■ Task statement
Report each line of the entries below that includes "gabled".

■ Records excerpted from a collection
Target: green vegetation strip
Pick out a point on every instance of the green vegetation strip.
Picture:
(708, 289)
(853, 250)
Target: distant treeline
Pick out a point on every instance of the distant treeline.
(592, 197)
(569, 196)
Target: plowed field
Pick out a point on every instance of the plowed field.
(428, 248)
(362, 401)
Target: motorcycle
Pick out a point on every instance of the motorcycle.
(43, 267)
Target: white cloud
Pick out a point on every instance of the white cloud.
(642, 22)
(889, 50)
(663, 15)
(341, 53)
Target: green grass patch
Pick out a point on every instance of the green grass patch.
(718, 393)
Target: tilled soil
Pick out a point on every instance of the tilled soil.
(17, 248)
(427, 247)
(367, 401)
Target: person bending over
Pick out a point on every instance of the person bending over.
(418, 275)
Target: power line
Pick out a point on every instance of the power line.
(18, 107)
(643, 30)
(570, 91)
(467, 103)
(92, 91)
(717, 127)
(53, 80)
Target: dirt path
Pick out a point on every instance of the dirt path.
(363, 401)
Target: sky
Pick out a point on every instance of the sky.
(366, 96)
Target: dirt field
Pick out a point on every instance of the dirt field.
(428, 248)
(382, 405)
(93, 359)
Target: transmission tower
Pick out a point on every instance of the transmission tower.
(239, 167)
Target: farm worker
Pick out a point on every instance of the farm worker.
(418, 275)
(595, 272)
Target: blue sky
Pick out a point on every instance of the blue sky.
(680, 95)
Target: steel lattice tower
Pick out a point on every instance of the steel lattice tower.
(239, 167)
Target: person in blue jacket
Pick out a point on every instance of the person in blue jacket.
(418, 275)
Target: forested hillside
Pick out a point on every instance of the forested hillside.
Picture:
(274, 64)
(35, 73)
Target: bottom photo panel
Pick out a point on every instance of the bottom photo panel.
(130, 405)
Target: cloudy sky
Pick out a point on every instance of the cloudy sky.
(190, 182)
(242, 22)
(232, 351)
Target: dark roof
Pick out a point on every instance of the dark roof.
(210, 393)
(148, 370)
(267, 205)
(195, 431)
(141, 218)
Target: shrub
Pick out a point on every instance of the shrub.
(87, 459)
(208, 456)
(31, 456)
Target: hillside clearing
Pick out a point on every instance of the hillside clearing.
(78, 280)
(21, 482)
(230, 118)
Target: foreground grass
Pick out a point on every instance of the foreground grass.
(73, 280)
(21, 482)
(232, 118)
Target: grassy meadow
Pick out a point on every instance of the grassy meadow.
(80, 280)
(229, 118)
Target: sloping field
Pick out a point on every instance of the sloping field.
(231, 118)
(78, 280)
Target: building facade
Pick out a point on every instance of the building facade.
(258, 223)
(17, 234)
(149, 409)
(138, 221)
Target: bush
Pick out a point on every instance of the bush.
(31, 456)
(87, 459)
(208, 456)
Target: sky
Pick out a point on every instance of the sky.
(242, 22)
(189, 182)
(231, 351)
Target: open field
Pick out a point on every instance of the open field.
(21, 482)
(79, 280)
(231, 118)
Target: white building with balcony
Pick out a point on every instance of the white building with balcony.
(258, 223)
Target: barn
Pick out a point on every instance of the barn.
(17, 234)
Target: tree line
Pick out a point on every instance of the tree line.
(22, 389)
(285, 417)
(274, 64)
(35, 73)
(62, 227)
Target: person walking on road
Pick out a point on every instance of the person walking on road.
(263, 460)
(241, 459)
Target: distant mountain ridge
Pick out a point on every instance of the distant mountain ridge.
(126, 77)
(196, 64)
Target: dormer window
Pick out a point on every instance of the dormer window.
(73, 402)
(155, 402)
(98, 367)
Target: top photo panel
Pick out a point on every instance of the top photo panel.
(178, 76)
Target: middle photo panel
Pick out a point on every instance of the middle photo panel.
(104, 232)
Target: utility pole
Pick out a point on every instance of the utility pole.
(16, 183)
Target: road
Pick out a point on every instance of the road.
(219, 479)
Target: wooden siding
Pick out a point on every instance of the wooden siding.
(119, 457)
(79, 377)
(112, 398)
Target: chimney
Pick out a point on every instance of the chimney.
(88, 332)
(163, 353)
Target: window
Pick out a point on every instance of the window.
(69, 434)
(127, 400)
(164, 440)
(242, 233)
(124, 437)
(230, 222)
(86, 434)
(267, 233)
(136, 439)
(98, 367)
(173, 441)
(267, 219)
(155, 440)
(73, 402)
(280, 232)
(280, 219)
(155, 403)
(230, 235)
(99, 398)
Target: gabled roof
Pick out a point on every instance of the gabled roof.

■ Written response
Target: gabled roof
Pick out a point on every instance of the gabled roof.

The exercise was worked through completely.